--- Set problem 1 ---
List each single-iteration runtime that the benchmark thread reports for the run started with the command "node JavaScript/harness.js Bounce 5 750".
--- Set problem 2 ---
Reproduce the part of the benchmark thread that opens with the words containing "Apr 08 '22 22:04" and closes with "more on it.".
--- Set problem 3 ---
Write the next part of the benchmark thread, picking up right after its final sentence.

Bounce: iterations=1 runtime: 33581us
Bounce: iterations=1 runtime: 16207us
Bounce: iterations=1 runtime: 17237us
Bounce: iterations=1 runtime: 16462us
Bounce: iterations=1 runtime: 21529us
Bounce: iterations=5 average: 21003us total: 105016us


Total Runtime: 105016us

❯ node JavaScript/harness.js Bounce 5 750
Starting Bounce benchmark ...
Bounce: iterations=1 runtime: 37600us
Bounce: iterations=1 runtime: 23069us
Bounce: iterations=1 runtime: 23056us
Bounce: iterations=1 runtime: 23465us
Bounce: iterations=1 runtime: 22913us
Bounce: iterations=5 average: 26021us total: 130103us


Total Runtime: 130103us

Huh, that's a much larger variance than I anticipated... I wonder why... The odd bouncing timings of the java one was odd too but I ran that one a few dozen times as well and that same pattern held for all of them, the above was the best time of those as always.

Apr 08 '22 22:04 OvermindDL1

I tried to work on Havlak a bit yesterday but, uh... I think there are a couple of bugs with it and rust doesn't like them enough that it refuses to compile it, so going to have to restructure it a touch before I can compile it (Rust really really doesn't like alias bugs), and although the Java code it is based on 'works' for the benchmark, it's broken enough that if it were used for anything more than the simple benchmark then it wouldn't really work as it is. So this will be the most 'different' one from java but it will still be extremely non-idiomatic rust with plenty of needless allocations and questionably buggy java-like constructs (which if I were to do it idiomatically then I'd grab the petgraph library and implement the loop detector on it, but still...). I might get time today to work more on it.

--- Stored records ---

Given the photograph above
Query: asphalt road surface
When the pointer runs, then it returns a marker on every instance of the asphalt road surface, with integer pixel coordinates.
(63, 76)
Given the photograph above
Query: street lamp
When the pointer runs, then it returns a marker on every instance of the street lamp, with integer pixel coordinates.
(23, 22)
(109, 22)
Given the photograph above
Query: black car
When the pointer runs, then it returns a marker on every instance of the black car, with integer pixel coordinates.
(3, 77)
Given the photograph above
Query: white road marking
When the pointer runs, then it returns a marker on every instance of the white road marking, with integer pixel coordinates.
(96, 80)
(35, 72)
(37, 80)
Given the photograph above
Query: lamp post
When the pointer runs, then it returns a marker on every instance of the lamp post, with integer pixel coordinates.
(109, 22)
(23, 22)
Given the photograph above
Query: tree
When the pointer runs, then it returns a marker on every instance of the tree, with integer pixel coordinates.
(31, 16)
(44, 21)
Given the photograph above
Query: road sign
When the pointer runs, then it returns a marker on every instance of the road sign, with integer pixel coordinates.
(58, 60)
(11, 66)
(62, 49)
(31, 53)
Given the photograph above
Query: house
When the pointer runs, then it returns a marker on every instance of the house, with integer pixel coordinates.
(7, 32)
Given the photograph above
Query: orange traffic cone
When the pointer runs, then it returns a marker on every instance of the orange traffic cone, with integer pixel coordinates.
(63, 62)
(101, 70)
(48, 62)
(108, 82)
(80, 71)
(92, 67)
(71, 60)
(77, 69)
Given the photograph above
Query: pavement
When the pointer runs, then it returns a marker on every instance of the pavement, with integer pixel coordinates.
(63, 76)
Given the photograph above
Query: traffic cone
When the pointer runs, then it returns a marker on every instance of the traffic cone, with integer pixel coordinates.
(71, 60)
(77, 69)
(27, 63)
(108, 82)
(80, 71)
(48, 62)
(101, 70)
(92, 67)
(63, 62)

--- Exercise output 1 ---
37600us, 23069us, 23056us, 23465us, 22913us

--- Exercise output 2 ---
Apr 08 '22 22:04 OvermindDL1

I tried to work on Havlak a bit yesterday but, uh... I think there are a couple of bugs with it and rust doesn't like them enough that it refuses to compile it, so going to have to restructure it a touch before I can compile it (Rust really really doesn't like alias bugs), and although the Java code it is based on 'works' for the benchmark, it's broken enough that if it were used for anything more than the simple benchmark then it wouldn't really work as it is. So this will be the most 'different' one from java but it will still be extremely non-idiomatic rust with plenty of needless allocations and questionably buggy java-like constructs (which if I were to do it idiomatically then I'd grab the petgraph library and implement the loop detector on it, but still...). I might get time today to work more on it.

--- Exercise output 3 ---
As an aside, since I had to implement more of the som things like Dictionary and so forth, wow these are inefficient! I did a quick benchmark between Dictionary/Set/etc and the basic stock general rust versions that have all the same functionality those have and a lot more and the speed difference is surprisingly astounding, those som things are so slow... From perfing it it seems its because of the extremely inefficient memory access patterns they do, but using them in the benchmarks and not the rust built-in ones for consistency with the other languages at least.

Apr 12 '22 14:04 OvermindDL1

it's broken enough that if it were used for anything more than the simple benchmark then it wouldn't really work as it is.

Anything specific that might be worth fixing in the other languages, too? This code was originally taken from a Go vs Java vs X paper.

wow these are inefficient

Yes, indeed they are. And some of the benchmarks degenerate into benchmarking these collections, unfortunately. Though, it's really hard to achieve anything comparable across languages, too. So, there's a tradeoff between portability, predictability, comparability, and the amount of code that one needs to port.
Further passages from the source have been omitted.